[Stored data entries]:
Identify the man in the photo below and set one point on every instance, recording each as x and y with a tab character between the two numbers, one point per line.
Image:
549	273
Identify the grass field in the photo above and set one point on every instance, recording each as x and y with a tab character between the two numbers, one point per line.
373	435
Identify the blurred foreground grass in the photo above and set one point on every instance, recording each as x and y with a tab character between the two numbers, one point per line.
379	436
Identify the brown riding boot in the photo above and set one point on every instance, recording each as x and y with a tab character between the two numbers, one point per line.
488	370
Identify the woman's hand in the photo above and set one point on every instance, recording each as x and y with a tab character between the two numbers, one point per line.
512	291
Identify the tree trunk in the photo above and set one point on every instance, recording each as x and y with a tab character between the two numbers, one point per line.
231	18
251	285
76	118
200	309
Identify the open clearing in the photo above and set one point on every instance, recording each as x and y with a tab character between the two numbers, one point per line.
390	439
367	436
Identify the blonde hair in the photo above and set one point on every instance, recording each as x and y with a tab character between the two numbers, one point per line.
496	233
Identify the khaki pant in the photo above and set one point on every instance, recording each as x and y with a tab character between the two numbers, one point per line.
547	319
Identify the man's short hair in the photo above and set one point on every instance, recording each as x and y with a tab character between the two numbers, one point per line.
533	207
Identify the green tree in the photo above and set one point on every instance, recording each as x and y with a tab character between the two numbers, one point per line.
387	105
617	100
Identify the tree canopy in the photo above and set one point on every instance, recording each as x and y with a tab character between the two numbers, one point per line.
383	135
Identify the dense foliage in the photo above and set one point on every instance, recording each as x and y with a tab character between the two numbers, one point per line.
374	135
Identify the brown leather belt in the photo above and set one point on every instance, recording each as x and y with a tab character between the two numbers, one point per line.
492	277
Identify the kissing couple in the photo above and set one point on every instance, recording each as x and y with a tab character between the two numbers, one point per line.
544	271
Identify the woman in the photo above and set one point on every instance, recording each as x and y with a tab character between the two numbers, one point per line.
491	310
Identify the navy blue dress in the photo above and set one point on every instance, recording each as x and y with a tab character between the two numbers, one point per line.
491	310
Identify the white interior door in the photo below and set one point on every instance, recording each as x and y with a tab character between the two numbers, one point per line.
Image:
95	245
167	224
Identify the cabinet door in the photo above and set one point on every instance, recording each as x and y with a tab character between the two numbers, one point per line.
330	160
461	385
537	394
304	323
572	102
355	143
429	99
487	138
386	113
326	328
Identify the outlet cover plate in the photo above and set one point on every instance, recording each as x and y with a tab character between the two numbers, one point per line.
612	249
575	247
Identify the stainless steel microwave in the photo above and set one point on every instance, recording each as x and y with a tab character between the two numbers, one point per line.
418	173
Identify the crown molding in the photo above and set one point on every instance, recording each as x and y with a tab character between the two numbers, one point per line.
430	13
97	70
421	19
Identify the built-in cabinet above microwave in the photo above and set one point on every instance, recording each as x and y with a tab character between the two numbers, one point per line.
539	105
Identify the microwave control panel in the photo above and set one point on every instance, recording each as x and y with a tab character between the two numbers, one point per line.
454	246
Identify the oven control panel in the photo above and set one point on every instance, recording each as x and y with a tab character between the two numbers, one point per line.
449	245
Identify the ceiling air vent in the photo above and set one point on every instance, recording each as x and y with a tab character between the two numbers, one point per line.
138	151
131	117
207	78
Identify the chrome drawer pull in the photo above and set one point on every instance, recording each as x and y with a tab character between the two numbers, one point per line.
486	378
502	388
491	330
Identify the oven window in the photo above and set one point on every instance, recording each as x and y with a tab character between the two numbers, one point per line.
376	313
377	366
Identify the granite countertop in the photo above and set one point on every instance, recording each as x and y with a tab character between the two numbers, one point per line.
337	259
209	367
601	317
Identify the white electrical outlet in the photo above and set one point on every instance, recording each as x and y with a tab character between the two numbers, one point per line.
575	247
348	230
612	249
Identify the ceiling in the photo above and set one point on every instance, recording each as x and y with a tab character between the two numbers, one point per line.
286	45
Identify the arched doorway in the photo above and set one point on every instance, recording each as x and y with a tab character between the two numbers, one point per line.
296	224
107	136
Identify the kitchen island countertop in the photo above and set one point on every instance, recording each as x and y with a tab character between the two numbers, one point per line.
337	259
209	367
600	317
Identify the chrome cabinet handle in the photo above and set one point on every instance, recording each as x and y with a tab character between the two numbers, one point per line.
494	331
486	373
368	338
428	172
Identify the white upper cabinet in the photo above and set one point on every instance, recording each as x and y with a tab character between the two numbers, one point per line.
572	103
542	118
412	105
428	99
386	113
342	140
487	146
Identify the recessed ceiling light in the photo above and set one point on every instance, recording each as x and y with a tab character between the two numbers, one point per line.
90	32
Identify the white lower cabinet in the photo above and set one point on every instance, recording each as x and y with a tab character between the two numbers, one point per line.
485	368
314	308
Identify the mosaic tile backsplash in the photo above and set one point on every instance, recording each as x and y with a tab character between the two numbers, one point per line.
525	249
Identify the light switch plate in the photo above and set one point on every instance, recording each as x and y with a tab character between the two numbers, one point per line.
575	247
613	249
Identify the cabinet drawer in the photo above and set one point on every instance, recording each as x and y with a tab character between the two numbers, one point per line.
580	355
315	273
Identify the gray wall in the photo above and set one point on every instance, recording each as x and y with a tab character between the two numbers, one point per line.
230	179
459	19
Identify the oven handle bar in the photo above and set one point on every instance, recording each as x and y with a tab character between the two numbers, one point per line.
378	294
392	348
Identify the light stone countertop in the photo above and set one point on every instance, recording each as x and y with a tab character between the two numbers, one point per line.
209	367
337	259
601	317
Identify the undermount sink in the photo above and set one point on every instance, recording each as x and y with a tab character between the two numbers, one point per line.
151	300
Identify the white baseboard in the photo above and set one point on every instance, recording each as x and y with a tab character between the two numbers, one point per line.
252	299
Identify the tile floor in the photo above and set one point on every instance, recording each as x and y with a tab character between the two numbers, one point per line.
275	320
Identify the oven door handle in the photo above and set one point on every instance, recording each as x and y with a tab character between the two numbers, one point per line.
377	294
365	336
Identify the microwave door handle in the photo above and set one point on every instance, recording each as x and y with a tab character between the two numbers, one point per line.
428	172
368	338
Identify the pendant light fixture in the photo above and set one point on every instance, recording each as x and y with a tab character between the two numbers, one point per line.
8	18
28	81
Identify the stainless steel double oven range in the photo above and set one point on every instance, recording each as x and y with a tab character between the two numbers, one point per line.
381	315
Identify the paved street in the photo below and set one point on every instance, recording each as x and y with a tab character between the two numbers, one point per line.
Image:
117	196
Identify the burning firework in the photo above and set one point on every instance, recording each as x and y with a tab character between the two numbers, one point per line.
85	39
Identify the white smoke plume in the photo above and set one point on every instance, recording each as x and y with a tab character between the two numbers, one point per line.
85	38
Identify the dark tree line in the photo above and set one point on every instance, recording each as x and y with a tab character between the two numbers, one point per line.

[WORK REQUIRED]: Could you repeat every record word for word?

[WRITTEN ANSWER]:
Identify the man in the photo below and set one point on every instance, recording each as x and y with a tab character between the two numbers, one point per line.
Image:
549	273
Identify the grass field in the photo above and set one point on every instance, recording each as x and y with a tab character between the two numbers, one point per line.
373	435
Identify the blurred foreground grass in the photo above and set one point on every instance, recording each as x and y with a tab character between the two numbers, one point per line.
379	436
Identify the brown riding boot in the photo above and set one point on every instance, recording each as x and y with a tab character between the two numbers, one point per line.
488	370
Identify the woman's hand in the photo above and set one point on every instance, recording each as x and y with a tab character between the two numbers, one point per line.
512	291
Identify the tree trunk in the photo above and set one point on every instance, recording each as x and y with a tab character between the two numbers, one point per line.
231	18
251	285
76	118
200	309
Identify the open clearing in the photo above and set one point on every instance, recording each as x and y with a tab character between the two numbers, one point per line.
390	439
367	436
Identify the blonde hair in the photo above and set one point on every instance, recording each as x and y with a tab character between the two numbers, one point per line.
496	233
Identify the khaki pant in the photo above and set one point on every instance, recording each as x and y with a tab character between the two numbers, one point per line.
547	319
Identify the man's short hair in the photo above and set one point on every instance, recording each as x and y with a tab character between the two numbers, one point per line.
533	207
Identify the green tree in the photo above and set one point on every instance, recording each as x and y with a tab character between the two numbers, one point per line.
387	105
617	100
Identify the tree canopy in the photo above and set one point on every instance, recording each as x and y with a tab character between the two numbers, one point per line.
383	135
Identify the dense foliage in the photo above and set one point on every instance, recording each as x and y with a tab character between the two numbers, one point per line.
374	135
Identify the brown leather belt in the photo above and set one point on every instance, recording each as x and y with a tab character between the two numbers, one point per line.
492	277
Identify the kissing couple in the photo above and set one point on every instance, recording each as x and y with a tab character between the two numbers, one point per line.
544	271
Identify the woman in the photo above and set one point on every instance, recording each as x and y with a tab character between the two numbers, one point per line.
491	310
Identify the navy blue dress in the photo above and set one point on every instance, recording each as x and y with a tab character between the two numbers, one point per line.
491	310
Identify the white interior door in the photo below and set one point on every instance, recording each as x and y with a tab character between the two numbers, one point per line.
Image:
95	245
167	224
Identify the cabinet door in the photo above and set one point on every instance, recording each as x and y with a tab character between the two numbers, one point per line.
330	160
461	385
537	394
304	323
572	102
355	143
429	99
487	138
386	113
326	328
Identify the outlet cover plate in the photo above and set one point on every instance, recording each as x and y with a tab character between the two numbers, one point per line.
612	249
575	247
Identify the stainless steel microwave in the photo above and set one point on every instance, recording each as x and y with a tab character between the two numbers, one point per line.
418	173
Identify the crown molding in the photo above and set one point on every instance, recording each as x and y with a tab character between the two numbers, one point per line.
430	13
97	70
421	19
Identify the built-in cabinet above microwave in the photo above and set one point on every instance, recording each as x and y with a tab character between the two numbers, one point per line.
539	105
Identify the microwave control panel in the photo above and set one point on every instance, recording each as x and y with a tab character between the two numbers, one point per line.
454	246
Identify the oven control panel in the photo above and set one point on every instance, recording each as x and y with a tab character between the two numbers, one point per line.
449	245
Identify the ceiling air vent in the photo above and set one point on every instance, recording each as x and y with a tab character between the two numbers, one point per line.
138	151
131	117
207	78
Identify the chrome drawer pull in the photo above and set one point on every instance, recording each as x and y with a tab character between the two numbers, one point per line.
486	378
502	388
491	330
Identify the oven window in the photo above and set one point on every instance, recording each as x and y with a tab character between the two numbers, one point per line.
376	313
377	366
Identify the granite countertop in the photo above and set one point on every instance, recording each as x and y with a tab character between the two numbers, one point per line.
337	259
209	367
601	317
Identify the white electrical outlet in the photo above and set one point on every instance, recording each as x and y with a tab character between the two numbers, one point per line.
575	247
348	230
612	249
Identify the ceiling in the photo above and set one point on every instance, recording each as x and y with a tab character between the two numbers, one point per line.
286	45
Identify the arched doorway in the photo above and set one point on every instance, recording each as x and y with a tab character between the two numbers, one point per line.
296	224
107	136
Identify the kitchen island countertop in the photo above and set one point on every instance, recording each as x and y with a tab character between the two numbers, one point per line.
337	259
209	367
600	317
Identify the chrome cabinet handle in the photo above and set one point on every instance, recording each as x and y with a tab character between the two numbers, one point per line.
494	331
486	373
368	338
428	172
Identify the white upper cabinet in the photo above and set one point on every instance, recording each as x and y with a tab character between the two numbers, one point per line.
572	103
542	118
412	105
428	99
386	113
342	140
487	146
Identify the recessed ceiling light in the photo above and set one point on every instance, recording each as x and y with a tab character between the two numbers, one point per line.
90	32
Identify the white lower cabinet in the photo above and set one point on every instance, recording each as x and y with a tab character between the two numbers, one point per line.
485	368
314	308
Identify the mosaic tile backsplash in the photo above and set one point on every instance, recording each as x and y with a tab character between the two numbers, one point per line.
525	249
Identify the light switch plate in the photo above and set one point on every instance, recording each as x and y with a tab character between the two numbers, one point per line.
575	247
613	249
Identify the cabinet drawer in the photo above and set one point on every instance, recording each as x and y with a tab character between the two numbers, one point per line.
580	355
315	273
Identify the gray wall in the photo above and set one point on every instance, recording each as x and y with a tab character between the two numbers, one point per line.
230	179
459	19
Identify the oven handle bar in the photo above and set one point on every instance, recording each as x and y with a tab character between the two numbers, one point per line.
378	294
392	348
Identify the light stone countertop in the photo above and set one point on every instance, recording each as x and y with a tab character between the two numbers, one point per line.
209	367
337	259
601	317
Identify the undermount sink in the photo above and set one point on every instance, recording each as x and y with a tab character between the two numbers, one point per line.
151	300
Identify the white baseboard in the photo above and set one point on every instance, recording each as x and y with a tab character between the two numbers, one point per line.
252	299
Identify the tile floor in the photo above and set one point on every instance, recording each as x and y with a tab character between the two numbers, one point per line.
275	320
Identify the oven door handle in the photo above and set one point on every instance, recording each as x and y with a tab character between the two numbers, one point per line.
377	294
365	336
Identify the microwave door handle in the photo above and set one point on every instance, recording each as x and y with a tab character between the two numbers, one point per line.
428	172
368	338
Identify the pendant light fixture in the photo above and set one point on every instance, recording each as x and y with a tab character between the two numbers, one point per line.
8	18
28	81
Identify the stainless steel double oven range in the photo above and set one point on every instance, recording each as x and y with a tab character between the two numbers, one point per line.
381	315
Identify the paved street in the photo below and set one point on every instance, recording each as x and y with a tab character between the two numbers, one point per line.
Image:
117	196
Identify the burning firework in the photo above and set one point on every instance, recording each as x and y with a tab character between the two numbers, one point per line.
85	39
Identify the white smoke plume in the photo above and set one point on every instance, recording each as x and y with a tab character between the two numbers, one point per line.
85	38
Identify the dark tree line in the photo above and set one point on every instance, recording each as x and y with a tab character between the two numbers, one point per line.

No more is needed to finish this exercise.